(Point labeling dataset excerpts)
------

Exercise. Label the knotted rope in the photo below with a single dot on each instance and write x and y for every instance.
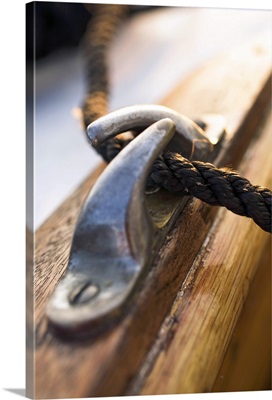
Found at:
(171, 171)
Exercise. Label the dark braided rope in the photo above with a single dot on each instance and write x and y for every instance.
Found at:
(171, 171)
(215, 186)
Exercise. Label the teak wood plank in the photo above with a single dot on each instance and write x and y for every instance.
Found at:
(105, 365)
(247, 364)
(195, 338)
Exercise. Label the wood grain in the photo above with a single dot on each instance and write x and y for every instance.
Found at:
(191, 349)
(247, 364)
(105, 366)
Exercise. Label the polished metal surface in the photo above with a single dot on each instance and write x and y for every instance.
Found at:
(120, 229)
(189, 137)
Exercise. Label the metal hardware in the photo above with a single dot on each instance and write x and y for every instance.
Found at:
(120, 229)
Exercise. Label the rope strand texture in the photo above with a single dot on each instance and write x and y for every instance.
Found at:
(215, 186)
(171, 171)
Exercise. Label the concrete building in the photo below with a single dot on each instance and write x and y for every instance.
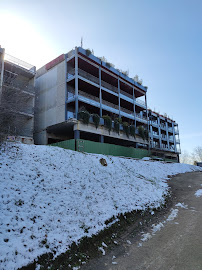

------

STATED PROBLEM
Copy out every item above word for word, but leave the pictures out.

SOLUTION FOR THIS EXERCISE
Exercise. Label the knotted rope in the photo below with a single dot on each instance and write x and y for every instance.
Found at:
(171, 171)
Exercise. Label the dark braided rope in the photo above with a single dot on each instance and write x and y for every instance.
Found at:
(171, 171)
(215, 186)
Exercise. Label the teak wood plank in the photo above with a single dot on each instance and write x and y for every instance.
Found at:
(105, 365)
(247, 364)
(195, 338)
Exercise. Label the wood grain in the photo above with a single dot on each instance and write x and y for every instance.
Found at:
(191, 349)
(247, 364)
(105, 366)
Exercise. Label the polished metal surface in the photo above with a single dot on each instance and write x and y for every instance.
Found at:
(120, 229)
(189, 137)
Exercise. Label the metal hardware in the photo above with a single dot on each instance and write x and y for every instance.
Found at:
(120, 229)
Exercise. Label the rope strand texture in the photo above with a single dot on each instance and write x and y for every instance.
Found at:
(215, 186)
(171, 171)
Exercise. Label the concrete building in the photo below with a single dot on each instance and write x and y for every instance.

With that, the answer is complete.